*** Record extracts Section Begins ***
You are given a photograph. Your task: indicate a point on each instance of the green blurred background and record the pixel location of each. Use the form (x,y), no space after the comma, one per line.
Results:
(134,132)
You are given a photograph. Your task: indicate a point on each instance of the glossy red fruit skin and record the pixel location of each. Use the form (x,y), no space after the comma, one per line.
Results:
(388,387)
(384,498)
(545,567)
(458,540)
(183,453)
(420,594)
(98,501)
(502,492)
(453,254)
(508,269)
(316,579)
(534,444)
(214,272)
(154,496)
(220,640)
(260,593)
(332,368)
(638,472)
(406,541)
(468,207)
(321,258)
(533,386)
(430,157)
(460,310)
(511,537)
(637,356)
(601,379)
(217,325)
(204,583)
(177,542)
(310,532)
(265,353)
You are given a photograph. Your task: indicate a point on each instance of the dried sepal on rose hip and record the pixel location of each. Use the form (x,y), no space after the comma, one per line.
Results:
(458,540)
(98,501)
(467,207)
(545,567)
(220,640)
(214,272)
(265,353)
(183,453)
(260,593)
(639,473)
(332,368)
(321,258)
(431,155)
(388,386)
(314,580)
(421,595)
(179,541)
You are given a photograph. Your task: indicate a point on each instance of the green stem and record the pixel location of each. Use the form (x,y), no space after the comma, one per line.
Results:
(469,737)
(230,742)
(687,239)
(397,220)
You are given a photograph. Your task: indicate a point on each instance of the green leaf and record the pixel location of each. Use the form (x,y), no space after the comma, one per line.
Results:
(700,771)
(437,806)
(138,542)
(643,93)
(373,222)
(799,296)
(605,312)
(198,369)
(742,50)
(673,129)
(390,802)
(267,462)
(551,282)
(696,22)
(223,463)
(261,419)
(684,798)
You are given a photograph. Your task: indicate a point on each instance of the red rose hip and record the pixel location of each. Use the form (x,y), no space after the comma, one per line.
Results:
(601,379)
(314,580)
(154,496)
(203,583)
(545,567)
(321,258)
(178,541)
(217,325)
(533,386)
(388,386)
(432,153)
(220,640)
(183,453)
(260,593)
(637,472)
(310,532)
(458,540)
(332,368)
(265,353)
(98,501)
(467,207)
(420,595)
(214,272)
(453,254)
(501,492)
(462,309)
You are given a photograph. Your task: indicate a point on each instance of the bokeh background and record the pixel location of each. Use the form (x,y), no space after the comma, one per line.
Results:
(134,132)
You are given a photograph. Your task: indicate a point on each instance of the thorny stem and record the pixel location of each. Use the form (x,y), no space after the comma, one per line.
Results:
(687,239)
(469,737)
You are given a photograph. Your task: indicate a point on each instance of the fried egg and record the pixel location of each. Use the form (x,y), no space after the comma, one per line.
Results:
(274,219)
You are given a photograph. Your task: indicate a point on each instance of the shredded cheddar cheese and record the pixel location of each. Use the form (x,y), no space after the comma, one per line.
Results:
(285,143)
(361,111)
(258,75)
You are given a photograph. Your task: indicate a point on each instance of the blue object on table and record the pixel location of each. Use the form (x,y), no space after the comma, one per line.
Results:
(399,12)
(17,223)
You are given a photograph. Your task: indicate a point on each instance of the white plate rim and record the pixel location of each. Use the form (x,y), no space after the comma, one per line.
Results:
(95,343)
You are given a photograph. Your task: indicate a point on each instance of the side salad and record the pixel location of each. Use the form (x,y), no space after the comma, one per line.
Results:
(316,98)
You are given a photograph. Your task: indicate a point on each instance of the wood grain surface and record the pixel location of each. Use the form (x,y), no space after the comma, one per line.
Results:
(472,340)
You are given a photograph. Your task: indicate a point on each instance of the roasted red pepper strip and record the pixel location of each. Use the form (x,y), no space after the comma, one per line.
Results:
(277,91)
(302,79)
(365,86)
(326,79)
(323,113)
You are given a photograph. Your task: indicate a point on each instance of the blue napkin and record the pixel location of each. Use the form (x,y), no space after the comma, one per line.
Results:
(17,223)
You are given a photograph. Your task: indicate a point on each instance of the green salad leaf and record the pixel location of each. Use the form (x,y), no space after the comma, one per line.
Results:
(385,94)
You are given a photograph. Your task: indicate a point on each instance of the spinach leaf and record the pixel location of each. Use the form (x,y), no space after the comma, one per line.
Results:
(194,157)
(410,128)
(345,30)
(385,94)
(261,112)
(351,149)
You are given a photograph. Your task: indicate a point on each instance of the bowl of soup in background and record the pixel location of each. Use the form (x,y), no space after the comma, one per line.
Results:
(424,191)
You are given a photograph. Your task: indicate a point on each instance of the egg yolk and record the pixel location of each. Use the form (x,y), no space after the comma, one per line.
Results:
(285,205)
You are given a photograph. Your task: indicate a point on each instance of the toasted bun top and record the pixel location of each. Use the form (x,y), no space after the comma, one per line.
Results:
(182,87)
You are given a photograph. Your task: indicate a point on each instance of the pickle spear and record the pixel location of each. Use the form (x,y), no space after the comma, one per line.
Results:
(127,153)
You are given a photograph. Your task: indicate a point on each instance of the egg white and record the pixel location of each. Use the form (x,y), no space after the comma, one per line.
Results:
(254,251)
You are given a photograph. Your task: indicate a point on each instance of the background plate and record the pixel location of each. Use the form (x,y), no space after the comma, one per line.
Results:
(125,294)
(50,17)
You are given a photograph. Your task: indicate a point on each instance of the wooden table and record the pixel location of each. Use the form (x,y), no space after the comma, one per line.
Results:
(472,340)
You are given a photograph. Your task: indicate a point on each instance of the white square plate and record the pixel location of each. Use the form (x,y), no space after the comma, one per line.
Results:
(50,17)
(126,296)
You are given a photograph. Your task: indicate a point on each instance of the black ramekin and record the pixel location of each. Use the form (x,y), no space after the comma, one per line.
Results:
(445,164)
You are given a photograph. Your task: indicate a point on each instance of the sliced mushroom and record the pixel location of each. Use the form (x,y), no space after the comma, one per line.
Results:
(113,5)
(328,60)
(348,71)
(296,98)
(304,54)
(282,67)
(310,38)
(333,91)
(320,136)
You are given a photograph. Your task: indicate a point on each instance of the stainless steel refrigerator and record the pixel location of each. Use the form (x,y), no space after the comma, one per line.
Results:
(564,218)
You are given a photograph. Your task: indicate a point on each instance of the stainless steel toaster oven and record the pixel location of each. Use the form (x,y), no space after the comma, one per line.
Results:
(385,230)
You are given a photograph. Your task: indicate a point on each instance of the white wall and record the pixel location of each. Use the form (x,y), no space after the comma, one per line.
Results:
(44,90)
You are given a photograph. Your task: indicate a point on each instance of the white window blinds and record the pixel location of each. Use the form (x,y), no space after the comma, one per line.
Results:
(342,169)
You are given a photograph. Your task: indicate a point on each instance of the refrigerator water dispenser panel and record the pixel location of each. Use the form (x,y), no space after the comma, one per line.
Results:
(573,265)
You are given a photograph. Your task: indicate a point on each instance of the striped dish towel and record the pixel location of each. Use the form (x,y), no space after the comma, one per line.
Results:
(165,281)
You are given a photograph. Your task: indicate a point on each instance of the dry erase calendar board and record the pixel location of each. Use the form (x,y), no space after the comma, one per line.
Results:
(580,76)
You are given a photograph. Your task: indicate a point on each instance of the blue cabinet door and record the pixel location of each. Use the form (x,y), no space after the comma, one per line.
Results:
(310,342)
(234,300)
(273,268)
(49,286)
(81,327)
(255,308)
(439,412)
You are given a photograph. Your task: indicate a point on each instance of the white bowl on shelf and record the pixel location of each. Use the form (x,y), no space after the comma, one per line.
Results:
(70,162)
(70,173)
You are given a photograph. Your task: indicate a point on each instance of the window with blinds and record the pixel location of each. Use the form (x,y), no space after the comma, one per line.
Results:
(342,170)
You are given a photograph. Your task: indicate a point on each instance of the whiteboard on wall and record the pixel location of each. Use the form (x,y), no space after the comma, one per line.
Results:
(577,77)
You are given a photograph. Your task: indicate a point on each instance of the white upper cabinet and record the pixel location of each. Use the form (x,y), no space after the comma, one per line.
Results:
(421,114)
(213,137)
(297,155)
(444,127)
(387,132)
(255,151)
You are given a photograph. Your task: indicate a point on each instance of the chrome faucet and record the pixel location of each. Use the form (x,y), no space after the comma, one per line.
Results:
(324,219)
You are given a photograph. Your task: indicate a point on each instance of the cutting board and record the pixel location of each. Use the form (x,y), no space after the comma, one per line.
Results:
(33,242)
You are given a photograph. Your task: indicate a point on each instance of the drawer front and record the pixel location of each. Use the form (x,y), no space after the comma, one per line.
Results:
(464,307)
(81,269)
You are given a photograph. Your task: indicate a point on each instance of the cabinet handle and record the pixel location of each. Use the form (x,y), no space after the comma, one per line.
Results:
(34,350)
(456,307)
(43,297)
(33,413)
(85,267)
*** Record extracts Section Ends ***
**Task item**
For each line of the material that includes the word "wall", make a copy.

**Response for this exercise**
You are given a photograph. Your task: indicate a point on each instance of the white wall and record the pixel location of each. Use the form (x,y), no space after the comma, one per line.
You are given a photograph. Your task: indicate a point on each instance of the whiteboard on wall and record the pixel location of each. Use the form (x,y), no space after the comma, one per line.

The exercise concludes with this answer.